**What you should do**
In the article on India's FDI rules below, reproduce word for word the stretch from "NEW DELHI: India’s" through "and national security.".

**Supplied passage**
== Segment start ==

FDI rules: National security in focus as India amends FDI rules

FDI rules: National security in focus as India amends FDI rules


NEW DELHI: India’s decision on Saturday to amend FDI rules requiring government approval for entities from countries that share a land border — read more specifically as China — is not only an attempt to protect vulnerable assets from predatory acquisitions but a recognition that in the wake of the Covid-19 crisis India needs to draw a careful line between economic openness and national security.

Alarm bells regarding Chinese investments and control have been ringing from some time, but it took a pandemic for the government to address what is seen as a strategic, and possibly a political, vulnerability. The concern came to a head with the Public Bank of China’s acquisition of 1% of HDFC – as foreign portfolio investment – on behalf of the country’s sovereign wealth fund SAFE. India is not alone as Australia, Germany, France, Spain and even UK have acted to screen investments. A report by Gateway House, a think tank, raised red flags recently in a report that said Indian tech, retail and fintech start-ups have got close to $ 4 billion from Chinese investors since 2015.

== Segment end ==

**The data**
== Segment start ==

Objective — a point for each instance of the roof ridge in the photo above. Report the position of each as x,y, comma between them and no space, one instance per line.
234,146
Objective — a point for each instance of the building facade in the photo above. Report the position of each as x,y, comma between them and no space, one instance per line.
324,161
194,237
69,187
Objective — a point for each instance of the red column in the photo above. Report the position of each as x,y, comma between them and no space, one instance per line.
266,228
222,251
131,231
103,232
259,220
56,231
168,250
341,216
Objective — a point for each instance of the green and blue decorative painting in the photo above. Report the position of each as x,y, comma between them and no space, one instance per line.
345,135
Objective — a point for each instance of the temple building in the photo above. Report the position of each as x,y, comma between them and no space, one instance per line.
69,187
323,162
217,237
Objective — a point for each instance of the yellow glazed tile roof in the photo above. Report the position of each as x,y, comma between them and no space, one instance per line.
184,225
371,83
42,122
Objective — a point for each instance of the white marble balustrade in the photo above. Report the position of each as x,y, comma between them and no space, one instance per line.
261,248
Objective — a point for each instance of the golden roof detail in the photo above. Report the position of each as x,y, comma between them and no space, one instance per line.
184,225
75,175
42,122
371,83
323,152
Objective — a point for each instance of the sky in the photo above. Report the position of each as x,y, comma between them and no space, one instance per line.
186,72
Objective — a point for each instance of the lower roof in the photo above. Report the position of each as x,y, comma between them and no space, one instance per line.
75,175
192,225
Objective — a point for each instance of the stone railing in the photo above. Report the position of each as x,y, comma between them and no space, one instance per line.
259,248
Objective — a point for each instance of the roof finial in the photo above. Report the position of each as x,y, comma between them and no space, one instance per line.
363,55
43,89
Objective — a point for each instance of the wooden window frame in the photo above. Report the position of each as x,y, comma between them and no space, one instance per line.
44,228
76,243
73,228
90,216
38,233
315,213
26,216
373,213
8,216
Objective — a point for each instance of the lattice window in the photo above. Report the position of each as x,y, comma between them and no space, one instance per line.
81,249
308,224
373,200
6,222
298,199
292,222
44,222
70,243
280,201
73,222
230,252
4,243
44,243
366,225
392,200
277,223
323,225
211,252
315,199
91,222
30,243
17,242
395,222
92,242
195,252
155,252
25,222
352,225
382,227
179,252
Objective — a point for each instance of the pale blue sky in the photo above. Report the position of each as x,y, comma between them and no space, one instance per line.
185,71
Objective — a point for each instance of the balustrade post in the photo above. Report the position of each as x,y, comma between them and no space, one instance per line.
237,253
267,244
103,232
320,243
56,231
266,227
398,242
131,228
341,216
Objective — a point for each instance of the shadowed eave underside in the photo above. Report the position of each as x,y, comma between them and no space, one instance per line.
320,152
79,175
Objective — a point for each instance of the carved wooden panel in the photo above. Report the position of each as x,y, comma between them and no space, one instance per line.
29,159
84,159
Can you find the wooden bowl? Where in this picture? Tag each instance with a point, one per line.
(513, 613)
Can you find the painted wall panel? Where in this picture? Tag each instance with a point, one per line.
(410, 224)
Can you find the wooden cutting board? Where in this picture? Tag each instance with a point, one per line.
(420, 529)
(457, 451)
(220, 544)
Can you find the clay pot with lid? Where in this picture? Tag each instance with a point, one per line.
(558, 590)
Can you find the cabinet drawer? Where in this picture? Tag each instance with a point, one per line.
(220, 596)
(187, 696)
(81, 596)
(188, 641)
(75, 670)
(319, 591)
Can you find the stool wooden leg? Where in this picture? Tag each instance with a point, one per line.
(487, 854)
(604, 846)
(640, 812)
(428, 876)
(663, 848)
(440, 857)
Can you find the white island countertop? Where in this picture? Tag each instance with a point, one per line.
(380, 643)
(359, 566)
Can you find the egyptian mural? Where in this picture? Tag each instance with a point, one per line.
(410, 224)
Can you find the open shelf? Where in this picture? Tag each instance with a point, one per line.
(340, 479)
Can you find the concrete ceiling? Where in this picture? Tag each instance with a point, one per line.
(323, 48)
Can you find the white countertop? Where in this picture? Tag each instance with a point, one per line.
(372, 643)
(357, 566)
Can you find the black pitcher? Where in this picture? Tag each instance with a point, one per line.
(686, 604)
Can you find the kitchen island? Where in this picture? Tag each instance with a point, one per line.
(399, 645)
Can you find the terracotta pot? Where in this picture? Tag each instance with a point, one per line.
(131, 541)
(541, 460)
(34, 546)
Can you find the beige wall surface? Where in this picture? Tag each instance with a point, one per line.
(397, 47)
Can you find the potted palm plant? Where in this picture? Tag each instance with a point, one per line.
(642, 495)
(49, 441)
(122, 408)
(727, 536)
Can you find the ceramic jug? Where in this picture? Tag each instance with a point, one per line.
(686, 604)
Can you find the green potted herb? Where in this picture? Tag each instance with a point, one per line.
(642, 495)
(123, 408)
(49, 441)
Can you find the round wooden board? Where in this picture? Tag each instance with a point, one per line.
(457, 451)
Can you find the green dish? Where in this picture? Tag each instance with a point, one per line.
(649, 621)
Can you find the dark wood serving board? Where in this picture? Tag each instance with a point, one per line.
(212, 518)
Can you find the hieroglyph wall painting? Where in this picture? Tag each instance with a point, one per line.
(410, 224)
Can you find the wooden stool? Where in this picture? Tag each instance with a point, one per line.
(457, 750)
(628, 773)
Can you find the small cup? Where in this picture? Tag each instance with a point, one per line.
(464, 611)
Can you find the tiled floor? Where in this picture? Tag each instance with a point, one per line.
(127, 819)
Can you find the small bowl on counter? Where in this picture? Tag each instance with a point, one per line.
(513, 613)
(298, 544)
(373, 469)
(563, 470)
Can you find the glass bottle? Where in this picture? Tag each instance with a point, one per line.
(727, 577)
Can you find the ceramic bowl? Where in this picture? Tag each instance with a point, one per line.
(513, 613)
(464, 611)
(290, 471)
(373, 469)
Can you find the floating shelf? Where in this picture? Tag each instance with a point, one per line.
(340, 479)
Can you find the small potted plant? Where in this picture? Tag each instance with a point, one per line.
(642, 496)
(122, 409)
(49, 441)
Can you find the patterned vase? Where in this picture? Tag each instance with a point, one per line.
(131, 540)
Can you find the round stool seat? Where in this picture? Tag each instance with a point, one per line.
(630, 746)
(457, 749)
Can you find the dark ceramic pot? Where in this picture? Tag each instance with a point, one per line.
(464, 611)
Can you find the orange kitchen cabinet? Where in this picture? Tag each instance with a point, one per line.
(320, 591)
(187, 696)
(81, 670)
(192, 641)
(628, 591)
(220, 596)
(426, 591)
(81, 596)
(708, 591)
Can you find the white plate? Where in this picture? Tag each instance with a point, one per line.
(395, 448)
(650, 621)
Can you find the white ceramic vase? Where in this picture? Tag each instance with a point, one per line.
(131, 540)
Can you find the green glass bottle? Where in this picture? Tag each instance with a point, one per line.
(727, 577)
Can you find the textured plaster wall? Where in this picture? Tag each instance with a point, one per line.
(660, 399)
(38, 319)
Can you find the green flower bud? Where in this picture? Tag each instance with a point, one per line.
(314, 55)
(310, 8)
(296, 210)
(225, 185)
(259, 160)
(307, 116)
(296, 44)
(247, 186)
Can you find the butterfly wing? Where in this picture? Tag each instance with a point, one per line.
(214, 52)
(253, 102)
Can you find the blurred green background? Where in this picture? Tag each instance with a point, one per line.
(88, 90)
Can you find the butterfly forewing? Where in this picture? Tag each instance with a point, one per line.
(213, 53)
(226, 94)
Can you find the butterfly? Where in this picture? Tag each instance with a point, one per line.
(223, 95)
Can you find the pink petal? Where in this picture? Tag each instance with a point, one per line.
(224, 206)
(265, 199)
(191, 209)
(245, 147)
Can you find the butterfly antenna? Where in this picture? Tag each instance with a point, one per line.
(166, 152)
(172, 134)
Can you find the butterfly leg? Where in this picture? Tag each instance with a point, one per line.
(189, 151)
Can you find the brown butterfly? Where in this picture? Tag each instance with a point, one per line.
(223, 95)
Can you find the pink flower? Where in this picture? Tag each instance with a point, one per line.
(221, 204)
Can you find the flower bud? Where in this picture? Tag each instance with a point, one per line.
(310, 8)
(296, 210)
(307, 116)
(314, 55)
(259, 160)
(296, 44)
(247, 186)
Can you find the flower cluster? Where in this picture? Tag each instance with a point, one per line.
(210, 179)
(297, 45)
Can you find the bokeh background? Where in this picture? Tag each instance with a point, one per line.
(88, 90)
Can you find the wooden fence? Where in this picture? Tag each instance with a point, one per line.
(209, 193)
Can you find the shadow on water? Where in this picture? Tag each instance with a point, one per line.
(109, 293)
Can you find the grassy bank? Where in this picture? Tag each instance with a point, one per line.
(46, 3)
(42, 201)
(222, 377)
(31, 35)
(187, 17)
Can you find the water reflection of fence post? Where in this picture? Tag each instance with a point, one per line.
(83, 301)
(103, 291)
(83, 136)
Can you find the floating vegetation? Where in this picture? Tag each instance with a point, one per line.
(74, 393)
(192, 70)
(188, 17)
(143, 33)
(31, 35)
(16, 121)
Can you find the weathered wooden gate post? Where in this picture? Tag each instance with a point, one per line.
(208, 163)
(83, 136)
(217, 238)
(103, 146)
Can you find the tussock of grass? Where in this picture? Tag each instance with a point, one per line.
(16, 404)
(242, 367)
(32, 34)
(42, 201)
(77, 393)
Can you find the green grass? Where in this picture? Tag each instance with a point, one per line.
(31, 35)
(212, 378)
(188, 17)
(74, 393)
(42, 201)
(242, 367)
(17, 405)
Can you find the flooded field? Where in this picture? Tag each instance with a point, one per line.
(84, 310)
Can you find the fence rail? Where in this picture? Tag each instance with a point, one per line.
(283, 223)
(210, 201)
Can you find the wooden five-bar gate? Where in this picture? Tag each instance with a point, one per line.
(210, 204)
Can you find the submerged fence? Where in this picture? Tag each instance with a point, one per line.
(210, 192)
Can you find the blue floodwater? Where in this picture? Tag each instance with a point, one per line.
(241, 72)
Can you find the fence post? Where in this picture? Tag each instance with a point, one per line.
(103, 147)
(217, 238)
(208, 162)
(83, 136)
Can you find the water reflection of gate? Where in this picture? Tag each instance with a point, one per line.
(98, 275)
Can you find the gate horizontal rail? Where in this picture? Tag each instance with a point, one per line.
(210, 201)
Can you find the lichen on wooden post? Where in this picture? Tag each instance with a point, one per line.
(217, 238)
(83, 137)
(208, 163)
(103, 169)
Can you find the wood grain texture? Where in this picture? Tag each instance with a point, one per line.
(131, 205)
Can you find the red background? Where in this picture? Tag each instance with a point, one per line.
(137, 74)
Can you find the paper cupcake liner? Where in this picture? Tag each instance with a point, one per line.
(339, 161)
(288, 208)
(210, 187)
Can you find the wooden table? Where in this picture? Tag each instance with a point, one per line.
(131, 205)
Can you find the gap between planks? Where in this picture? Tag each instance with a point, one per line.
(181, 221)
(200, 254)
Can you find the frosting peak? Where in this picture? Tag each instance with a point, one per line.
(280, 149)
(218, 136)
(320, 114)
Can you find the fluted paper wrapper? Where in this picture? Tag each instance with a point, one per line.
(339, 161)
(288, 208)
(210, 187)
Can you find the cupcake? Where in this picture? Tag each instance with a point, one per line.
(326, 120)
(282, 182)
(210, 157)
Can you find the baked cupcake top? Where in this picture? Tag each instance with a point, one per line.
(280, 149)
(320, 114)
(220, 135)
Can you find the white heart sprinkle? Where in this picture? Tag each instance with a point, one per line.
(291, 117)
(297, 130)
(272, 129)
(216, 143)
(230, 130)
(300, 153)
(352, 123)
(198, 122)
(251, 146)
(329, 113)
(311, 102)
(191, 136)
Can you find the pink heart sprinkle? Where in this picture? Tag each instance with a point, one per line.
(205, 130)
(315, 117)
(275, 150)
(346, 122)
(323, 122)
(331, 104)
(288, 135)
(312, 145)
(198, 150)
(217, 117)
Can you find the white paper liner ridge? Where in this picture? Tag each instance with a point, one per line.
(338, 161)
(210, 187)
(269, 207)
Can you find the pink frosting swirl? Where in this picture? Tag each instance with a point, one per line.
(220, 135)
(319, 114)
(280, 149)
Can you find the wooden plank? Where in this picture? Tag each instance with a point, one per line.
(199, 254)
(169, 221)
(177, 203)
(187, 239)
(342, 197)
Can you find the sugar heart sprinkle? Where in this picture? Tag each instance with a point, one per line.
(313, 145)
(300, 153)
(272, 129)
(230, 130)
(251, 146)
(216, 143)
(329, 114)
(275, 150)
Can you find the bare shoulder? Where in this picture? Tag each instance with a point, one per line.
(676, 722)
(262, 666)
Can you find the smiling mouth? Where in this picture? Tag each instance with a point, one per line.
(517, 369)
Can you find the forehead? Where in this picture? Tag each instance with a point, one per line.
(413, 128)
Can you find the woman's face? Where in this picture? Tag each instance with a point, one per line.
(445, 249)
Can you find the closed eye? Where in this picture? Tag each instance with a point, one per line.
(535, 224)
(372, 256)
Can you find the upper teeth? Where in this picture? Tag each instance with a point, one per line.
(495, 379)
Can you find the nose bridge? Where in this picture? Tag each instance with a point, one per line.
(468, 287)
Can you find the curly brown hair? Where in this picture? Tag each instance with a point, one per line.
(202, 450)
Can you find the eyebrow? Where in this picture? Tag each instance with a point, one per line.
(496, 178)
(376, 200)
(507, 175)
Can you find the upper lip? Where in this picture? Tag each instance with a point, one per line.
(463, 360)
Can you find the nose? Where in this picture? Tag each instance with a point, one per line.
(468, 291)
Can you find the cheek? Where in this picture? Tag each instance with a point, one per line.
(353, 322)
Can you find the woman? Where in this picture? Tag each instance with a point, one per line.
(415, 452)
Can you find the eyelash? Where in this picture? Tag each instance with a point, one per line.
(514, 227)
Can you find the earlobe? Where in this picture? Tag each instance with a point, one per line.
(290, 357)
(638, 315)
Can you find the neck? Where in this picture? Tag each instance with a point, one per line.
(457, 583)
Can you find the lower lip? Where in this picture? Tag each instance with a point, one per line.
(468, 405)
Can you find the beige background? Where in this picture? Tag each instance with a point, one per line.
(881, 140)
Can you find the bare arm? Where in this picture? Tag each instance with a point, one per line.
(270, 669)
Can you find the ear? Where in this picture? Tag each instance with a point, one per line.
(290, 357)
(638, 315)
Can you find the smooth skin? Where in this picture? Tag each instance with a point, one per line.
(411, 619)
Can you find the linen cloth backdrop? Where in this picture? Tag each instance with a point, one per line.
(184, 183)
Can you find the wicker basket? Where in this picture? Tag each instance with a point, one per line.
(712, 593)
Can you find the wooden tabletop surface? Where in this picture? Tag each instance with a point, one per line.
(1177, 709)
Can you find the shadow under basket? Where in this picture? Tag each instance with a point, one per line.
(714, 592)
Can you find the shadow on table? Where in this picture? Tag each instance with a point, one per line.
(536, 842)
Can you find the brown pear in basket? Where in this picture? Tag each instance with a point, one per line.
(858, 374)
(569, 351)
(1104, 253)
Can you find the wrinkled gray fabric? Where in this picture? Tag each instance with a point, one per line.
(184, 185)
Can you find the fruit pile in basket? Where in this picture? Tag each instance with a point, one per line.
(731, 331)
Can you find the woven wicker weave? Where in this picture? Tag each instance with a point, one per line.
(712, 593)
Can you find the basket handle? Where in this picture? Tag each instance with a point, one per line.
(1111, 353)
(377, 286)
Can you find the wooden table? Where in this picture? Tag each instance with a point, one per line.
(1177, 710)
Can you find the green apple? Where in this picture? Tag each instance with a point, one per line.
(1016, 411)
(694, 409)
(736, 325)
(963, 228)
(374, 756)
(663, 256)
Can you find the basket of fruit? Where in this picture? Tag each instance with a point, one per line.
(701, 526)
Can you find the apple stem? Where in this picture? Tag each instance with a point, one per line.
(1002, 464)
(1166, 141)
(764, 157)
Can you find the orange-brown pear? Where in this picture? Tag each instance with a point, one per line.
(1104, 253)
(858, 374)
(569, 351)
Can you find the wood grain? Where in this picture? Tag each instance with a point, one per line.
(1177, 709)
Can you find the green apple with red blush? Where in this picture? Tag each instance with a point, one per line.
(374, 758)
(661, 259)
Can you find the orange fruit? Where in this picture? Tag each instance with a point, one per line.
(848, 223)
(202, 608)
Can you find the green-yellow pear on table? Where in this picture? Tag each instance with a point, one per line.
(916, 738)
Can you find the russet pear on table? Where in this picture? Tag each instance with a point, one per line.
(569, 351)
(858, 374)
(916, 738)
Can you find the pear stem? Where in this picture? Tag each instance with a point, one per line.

== Segment end ==

**Result of this exercise**
NEW DELHI: India’s decision on Saturday to amend FDI rules requiring government approval for entities from countries that share a land border — read more specifically as China — is not only an attempt to protect vulnerable assets from predatory acquisitions but a recognition that in the wake of the Covid-19 crisis India needs to draw a careful line between economic openness and national security.